Text for analysis:
XPAND 3D developed active-shutter 3D solutions for multiple purposes. The company was founded by Maria Costeira and Ami Dror in 2005 as X6D Limited. The company deployed over 15,000 cinemas worldwide.

XPAND 3D Cinema 
The XPAND cinema 3D systems can be both active or passive 3D system.

In passive 3D system, silver screen is used and polarized filters on both projector and 3D glasses send either left or right image to appropriate eye and thus creating stereoscopic image in viewer's brains.

Home use 
XPAND 3D glasses is the leading brand of 3D shutter glasses that can be used both in theaters and at home, for Digital cinema and 3DTV respectively.
With over 15k cinema screens worldwide, rolled-out within all retail stores from Best-buy to Amazon. In partnership with Panasonic, XPAND showcased the first 3D plasma TV at CES, was the technical partner of the Cannes Film Festival and was the recipient of many awards such as the Advanced Imaging Society: New Product Award and Best Technology Award.

Other applications of XPAND technology 
Other than its cinema and consumer electronic divisions, the 3D technologies developed by XPAND are used in education, medical (Amblyz glasses for the treatment of amblyopia) and professional environments.

Source data:
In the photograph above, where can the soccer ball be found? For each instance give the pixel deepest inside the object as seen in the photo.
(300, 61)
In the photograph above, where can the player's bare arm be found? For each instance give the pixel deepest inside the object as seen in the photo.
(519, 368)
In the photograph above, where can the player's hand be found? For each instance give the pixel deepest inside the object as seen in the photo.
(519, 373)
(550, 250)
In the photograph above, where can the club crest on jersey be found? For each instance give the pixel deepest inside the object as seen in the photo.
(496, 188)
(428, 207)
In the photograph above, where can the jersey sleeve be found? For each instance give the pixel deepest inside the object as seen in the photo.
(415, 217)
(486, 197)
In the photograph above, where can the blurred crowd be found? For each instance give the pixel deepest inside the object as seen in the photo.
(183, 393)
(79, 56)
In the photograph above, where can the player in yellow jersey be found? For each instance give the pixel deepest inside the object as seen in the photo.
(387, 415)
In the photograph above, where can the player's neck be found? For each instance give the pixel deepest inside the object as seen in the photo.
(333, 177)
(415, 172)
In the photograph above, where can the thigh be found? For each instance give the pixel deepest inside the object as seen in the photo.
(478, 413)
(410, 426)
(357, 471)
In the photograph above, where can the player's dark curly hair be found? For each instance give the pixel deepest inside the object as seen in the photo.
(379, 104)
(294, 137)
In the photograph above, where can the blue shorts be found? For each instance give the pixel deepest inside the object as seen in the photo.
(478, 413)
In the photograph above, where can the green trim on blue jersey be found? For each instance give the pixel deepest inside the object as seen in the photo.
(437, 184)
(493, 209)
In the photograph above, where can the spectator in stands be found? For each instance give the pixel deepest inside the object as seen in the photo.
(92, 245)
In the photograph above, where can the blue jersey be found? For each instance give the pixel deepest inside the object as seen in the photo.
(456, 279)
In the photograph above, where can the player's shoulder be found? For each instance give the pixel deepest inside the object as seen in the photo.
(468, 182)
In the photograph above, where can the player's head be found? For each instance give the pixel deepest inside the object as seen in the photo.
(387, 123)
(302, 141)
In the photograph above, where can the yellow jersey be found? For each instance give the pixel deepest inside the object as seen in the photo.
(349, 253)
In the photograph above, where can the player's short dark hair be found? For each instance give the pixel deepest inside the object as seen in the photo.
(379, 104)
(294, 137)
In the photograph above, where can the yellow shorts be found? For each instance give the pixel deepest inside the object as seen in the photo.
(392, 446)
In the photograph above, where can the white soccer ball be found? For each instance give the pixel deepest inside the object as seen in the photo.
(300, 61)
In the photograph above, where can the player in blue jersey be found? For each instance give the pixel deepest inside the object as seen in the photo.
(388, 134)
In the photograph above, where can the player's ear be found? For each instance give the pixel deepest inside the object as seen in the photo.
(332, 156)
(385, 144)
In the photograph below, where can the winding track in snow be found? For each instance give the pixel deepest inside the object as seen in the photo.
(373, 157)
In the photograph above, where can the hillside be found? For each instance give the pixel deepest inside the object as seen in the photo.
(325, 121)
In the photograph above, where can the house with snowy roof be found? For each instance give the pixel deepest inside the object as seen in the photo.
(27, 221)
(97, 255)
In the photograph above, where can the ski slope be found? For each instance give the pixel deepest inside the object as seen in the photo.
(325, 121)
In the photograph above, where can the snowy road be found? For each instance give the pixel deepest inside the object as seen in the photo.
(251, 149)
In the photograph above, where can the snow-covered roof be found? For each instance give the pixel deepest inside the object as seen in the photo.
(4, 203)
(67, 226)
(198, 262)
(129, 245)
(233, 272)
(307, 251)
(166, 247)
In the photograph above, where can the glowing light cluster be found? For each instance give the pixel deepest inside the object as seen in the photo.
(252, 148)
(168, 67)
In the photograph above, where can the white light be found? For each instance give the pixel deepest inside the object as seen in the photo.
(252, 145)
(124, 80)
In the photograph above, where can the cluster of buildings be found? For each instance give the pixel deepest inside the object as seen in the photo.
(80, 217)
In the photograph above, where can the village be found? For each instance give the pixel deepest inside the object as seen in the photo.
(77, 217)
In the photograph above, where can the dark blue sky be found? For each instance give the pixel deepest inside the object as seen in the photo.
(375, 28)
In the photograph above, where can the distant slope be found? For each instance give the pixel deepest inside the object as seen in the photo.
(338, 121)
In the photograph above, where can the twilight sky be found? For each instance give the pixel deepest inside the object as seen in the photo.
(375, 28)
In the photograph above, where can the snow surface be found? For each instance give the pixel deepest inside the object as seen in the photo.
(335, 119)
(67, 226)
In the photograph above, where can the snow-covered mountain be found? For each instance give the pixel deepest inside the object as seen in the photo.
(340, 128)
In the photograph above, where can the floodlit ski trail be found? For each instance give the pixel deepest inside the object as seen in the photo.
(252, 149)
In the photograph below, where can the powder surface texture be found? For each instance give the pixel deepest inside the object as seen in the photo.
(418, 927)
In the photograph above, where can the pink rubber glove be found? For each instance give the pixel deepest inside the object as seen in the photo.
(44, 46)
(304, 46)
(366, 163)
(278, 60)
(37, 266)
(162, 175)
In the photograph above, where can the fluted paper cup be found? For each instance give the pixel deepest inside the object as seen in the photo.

---

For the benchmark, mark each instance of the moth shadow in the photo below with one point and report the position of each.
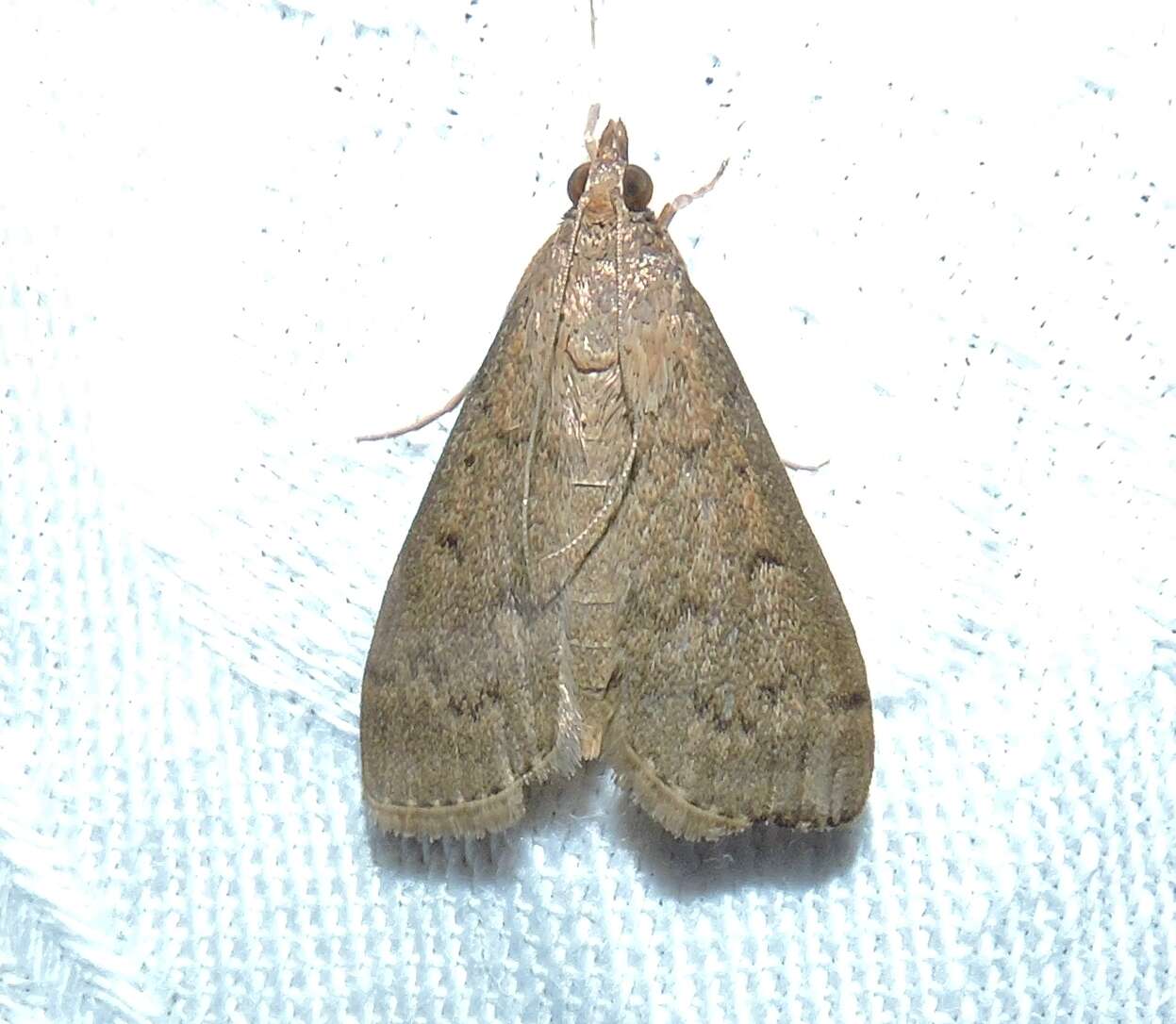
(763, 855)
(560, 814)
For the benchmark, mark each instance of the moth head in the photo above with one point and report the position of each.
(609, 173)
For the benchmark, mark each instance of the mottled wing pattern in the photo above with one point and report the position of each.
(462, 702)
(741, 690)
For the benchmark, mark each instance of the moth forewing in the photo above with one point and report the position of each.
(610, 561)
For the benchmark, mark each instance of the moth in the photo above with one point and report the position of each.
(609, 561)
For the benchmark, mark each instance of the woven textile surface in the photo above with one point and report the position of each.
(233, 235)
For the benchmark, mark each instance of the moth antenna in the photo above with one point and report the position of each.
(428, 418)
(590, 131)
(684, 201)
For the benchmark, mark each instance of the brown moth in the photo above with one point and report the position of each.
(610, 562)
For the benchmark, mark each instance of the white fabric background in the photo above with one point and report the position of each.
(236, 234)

Task list:
A - Write out the part of the XPAND 3D text between "XPAND 3D developed" and "passive 3D system.", inclusive.
B - Based on the XPAND 3D text, what are the answers to these questions?
(i) Who founded the company, and in what year?
(ii) What kind of screen does the passive 3D system use?
(iii) What condition are Amblyz glasses used to treat?

Task results:
A -
XPAND 3D developed active-shutter 3D solutions for multiple purposes. The company was founded by Maria Costeira and Ami Dror in 2005 as X6D Limited. The company deployed over 15,000 cinemas worldwide.

XPAND 3D Cinema 
The XPAND cinema 3D systems can be both active or passive 3D system.

B -
(i) Maria Costeira and Ami Dror, in 2005
(ii) A silver screen
(iii) Amblyopia